For the time I have looked at an alternative solution and still keep the MagneRide functionality - since Sept 2011 - I have come to the above conclusion which ultimately led me to develop a kit. My signature gives a clue of what I have developed. In time to come there will be more info to share from current testers. 


*For now*, your option should you want to retain MagneRide functionality for use on track or spirited driving are as follows...;
- FRONT Geo changes...as much negative camber on the fronts and '*0*' TOE setting. Swap tyres every 5k miles to minimise wear on inside of the fronts.

- REAR Geo changes...leave it as OEM as that works very well and should keep tyre wear to minimal.

The above simple change gives better turn-in; throws a little oversteer in to the mix and makes car handle well to play on track and have fun on streets. Ohh, it is also the most *cost effective* mod you can do to improve handling.


*NEXT*...you get to spend as much as you desire...
- Widen front track by 10mm per corner.
- Add front bushes anti-lift kit from SuperPro...gives you ability to dial-in more negative Camber.
- Fit 275 section tyres all round...though rear fender may need some work as the tyres may rub...it did for me...!
- Fit RSB and have it on stiff settings (personally, I really like the specs of the 034Motorsport part though I have H&R). OEM front ARB is more than adequate.
- Play around with tyre pressures especially on the rears - I used to go as high as 30PSI on rears to get the rear axle rotating though my tyres wore out in the middle however I swapped tyres every 5k miles to even things out...still managed 15k miles from a set of PS2, easily.

All of the above will get you results - however you will still not have the other tools that a C/O kit offers thus ride height adjustment for setting rake, lowering the car to an optimum ride height or corner balancing the car to get the car working as a whole.

Happy to put more info your way for you to digest in regards to MagneRide or the MSS kit I developed - just send me email at [email protected]. 

William


----------



## Stevelev (Mar 4, 2004)

Black BeauTTy said:


> You're running 19x9 with et42 and lowered? How's that possible without massive rubbing? I thought anything more agreesive than et50 on 19x9 wheel was hit and miss on rubbing even on stock height. Yours looks positively awesome, I'm just stunned at the wheel spec.


Agreed it does look awesome ! My money is on less than OEM spec tire width and am guessing 235's ...


----------



## dogdrive (Oct 19, 2005)

Stevelev said:


> Agreed it does look awesome ! My money is on less than OEM spec tire width and am guessing 235's ...

* DATA ROWS *

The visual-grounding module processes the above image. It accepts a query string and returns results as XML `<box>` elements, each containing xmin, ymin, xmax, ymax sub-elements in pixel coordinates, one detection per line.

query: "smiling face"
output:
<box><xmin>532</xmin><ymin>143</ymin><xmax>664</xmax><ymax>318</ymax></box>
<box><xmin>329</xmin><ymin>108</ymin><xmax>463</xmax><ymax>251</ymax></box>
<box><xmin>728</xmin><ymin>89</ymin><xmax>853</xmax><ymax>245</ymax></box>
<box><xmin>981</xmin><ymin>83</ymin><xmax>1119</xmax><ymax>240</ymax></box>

* OBJECTIVE 1 *
From the suspension forum thread, list every upgrade the writer suggests after the heading "NEXT", in the order given.
* OBJECTIVE 2 *
Answer these from the suspension forum thread:
(a) With the front geo changes, how often should the tyres be swapped?
(b) What was the highest rear tyre pressure the writer used?
(c) What tire width does Stevelev guess?
* OBJECTIVE 3 *
Write the next part of the suspension forum thread, starting after its last line.

* RESPONSE 1 *
- Widen the front track by 10mm per corner.
- Add the SuperPro front bushes anti-lift kit, which lets you dial in more negative camber.
- Fit 275 section tyres all round (the rear fender may need work, since the tyres may rub).
- Fit an RSB and keep it on stiff settings.
- Play around with tyre pressures, especially on the rears.

* RESPONSE 2 *
(a) Every 5k miles.
(b) 30PSI.
(c) 235's.

* RESPONSE 3 *
Most likely rolled front fenders and trimmed bumper clips inside the rear wheel wells.


----------



## Optimus812 (May 5, 2012)

996cab said:


> Agree with your comments apart from that in red - assuming that is directed at the MagneRide damper. The damper is semi-active, and a vey good one at that due to its reaction time...think of the BWI MagneRide technology as being on-par to the Audi-Stronic box...pretty damn quick at reacting to a change...! So here the arguments about compression or rebound is a non-starter...it does those better than most premium C/O kit out there...I know because I looked at all of them prior to keeping MagneRide.
> 
> The MagneRide dampers on the fronts are good to a spring rate of 44Nm (250Ibs) and that is more than stiff enough for all but a race setup and if you know how to calculate wheel rates you will understand why.
> 
> ...


William, I just wanted to say thank you for sharing your knowledge with your suspension upgrades. I for one have taking some of your advice with the geo settings and tire pressures and noticed a big difference in the handling and reduction in understeer. I look forward to possibly purchasing your spring upgrade kit once your testing is complete. Seems like a great idea to keeping and improving the MagneRide. I assume the springs will lower the car some?

Dave


----------



## bigstu (Mar 6, 2008)

Black BeauTTy said:


> You're running 19x9 with et42 and lowered? How's that possible without massive rubbing? I thought anything more agreesive than et50 on 19x9 wheel was hit and miss on rubbing even on stock height. Yours looks positively awesome, I'm just stunned at the wheel spec.


Tires are 255/30/19 Michelin Pilot Super Sports. They run wide, especially in this size. The tread width/section width of this tire in this size is comparable to some 275/30 tires. My fenders are rolled up front and rears have the bumper clips ground down; fender liner trimmed all around as well. Still some rubbing in the rear only, but not too much. I am going to step down to 245/35 Michelin Pilot Super Sports, which run wide as well. If the wheels were maybe 3-5mm higher in offset, I think it would be completely rub free with this wide of a tire.


----------



## 996cab (Aug 13, 2011)

Optimus812 said:


> William, I just wanted to say thank you for sharing your knowledge with your suspension upgrades. I for one have taking some of your advice with the geo settings and tire pressures and noticed a big difference in the handling and reduction in understeer. I look forward to possibly purchasing your spring upgrade kit once your testing is complete. Seems like a great idea to keeping and improving the MagneRide. I assume the springs will lower the car some?
> 
> Dave


Thanks for the kind words and always happy to share my experience as we all do here...which I guess is why we all come here.

MSS lowers fronts by 15mm and rears by up to 20mm over a UK spec TT-RS. 

Drop me a line at [email protected] and I will add you to a mailing list. In due course I will approach this forum about Ad Campaign etc when we go to promote MSS.


----------



## Poverty (Feb 17, 2012)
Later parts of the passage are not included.